▶ [What to do]:
(A) Do these statements agree with the passage about Ace Doubles science fiction? (i) The line about the future not being what it used to be is credited to Paul Valéry. (ii) Leigh Brackett's Mars was one that could plausibly have existed. (iii) The writers of those books expected science to bring about humanity's ruin. Answer yes or no for each, quoting the words of the passage that decide it.
(B) Can you write the next part of the passage about Ace Doubles science fiction, picking up after its final sentence?

▶ [Extracted text]:
::::::::::

Ace Doubles, the D-series, was—as I’ve said—mostly concerned with action, ideas and cleverness of plot when it came to encompassing science, scientific advances, space exploration and possible alien contact. (There were exceptions; Leigh Brackett wrote a lot about a Mars that never was and never could have been; nostalgia for an imaginary time and place, for example.) If you go back and read as many of the D-series books you can, you’ll find yourself thinking that, in the words of the French writer Paul Valéry, (1937) “The future isn’t what it used to be.” For the writers of those ‘50s and ‘60s books assumed that science was probably going to be the salvation of the human race, even if we were conquered by vicious aliens; that we would all, in the common parlance, get our jetpacks; that no matter what the obstacles we would eventually conquer and go forward. Even in books that assumed some tragedy had happened to Earth, the assumption was that humankind would continue. We had an optimism that in some cases, no longer attains. And, dare I say, a sort of innocence, possibly—or even probably—born of the fact that these books were, by and large, written for adolescents. (And to counter some of what I said earlier in part, women and minorities were writing and reading them as well! I doubt that writers like Samuel Delaney and Octavia Butler just woke up one day and said, “Hey, I think I’ll write some science fiction!” My guess is that many SF readers weren’t only the members of the intended audience. Some of the change in what was published later was very deliberate!)

::::::::::

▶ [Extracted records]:
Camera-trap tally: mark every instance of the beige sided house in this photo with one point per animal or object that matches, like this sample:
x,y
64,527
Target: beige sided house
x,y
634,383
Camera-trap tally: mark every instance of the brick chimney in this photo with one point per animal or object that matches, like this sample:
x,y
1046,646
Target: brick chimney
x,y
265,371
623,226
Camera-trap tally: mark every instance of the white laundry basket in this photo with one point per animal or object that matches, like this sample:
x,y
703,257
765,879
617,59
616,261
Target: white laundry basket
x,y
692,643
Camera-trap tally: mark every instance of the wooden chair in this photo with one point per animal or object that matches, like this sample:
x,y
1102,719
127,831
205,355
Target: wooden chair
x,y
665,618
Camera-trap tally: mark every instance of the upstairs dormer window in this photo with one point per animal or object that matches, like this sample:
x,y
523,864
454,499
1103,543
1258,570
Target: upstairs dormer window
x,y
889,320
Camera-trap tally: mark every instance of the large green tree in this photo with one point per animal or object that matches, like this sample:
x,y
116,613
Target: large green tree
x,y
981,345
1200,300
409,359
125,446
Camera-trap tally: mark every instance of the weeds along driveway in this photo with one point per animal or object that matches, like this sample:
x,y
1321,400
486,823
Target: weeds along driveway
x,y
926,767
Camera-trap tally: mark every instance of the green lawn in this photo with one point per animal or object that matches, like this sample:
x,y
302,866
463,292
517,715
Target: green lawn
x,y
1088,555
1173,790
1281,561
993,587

::::::::::

▶ [Final answers]:
(A)
(i) Yes: "in the words of the French writer Paul Valéry"
(ii) No: "a Mars that never was and never could have been"
(iii) No: "assumed that science was probably going to be the salvation of the human race"

(B)
Figure 4 - D-53, The Weapon Shops of Isher
Figure 4 – D-53, The Weapon Shops of Isher

Going down the list of D-series doubles, it’s awfully hard to pick out which books I enjoyed most at the time, as rereading any of them brings up a surge of nostalgia. The books I, personally, have always enjoyed most in SF reading included space flight, or psionic abilities, mental agility, conquering long odds, invention and exploration. So with that in mind, let me throw up a few titles and tell you what I liked about them; I can’t possibly do that with all 75 SF titles of the D-series, so I’ll just pick a few. You can still occasionally find these at used bookstores; if you have any interest in acquiring them, your best bet is still eBay, probably. Most of them will go for only a few bucks, although there are a few (like D-36) which command higher prices in good-condition copies. My own copy of D-36 is probably an “average-to-good” copy, although I think my friend Steve Forty has a near-mint copy; Steve has pretty much collected all the Ace doubles, not just the D-series.

Now bear in mind that all my book recommendations here are coloured by the fact that I first read most of them when I was a pre-teen or teen more than half a century ago, so if you pick one or two up and discover you don’t like them, give me a break. I have no pretensions, even now, of being a “literary” expert or writer. As the old saying goes, “I don’t know much about art, but I know what I like.” And deep inside, I’m still a teen-age SF fan geek. These aren’t the only ones I like, but they stick out for some reason.

D-31 and D-53: A.E. van Vogt—World of Null-A (brain power!) and The Weapon Shops of Isher (mighty guns of power!)
D-36: Robert E. Howard—Conan the Conqueror (it’s Conan!)
D-69: Andre Norton—Daybreak 2250 A.D. (She just had a way with the future.)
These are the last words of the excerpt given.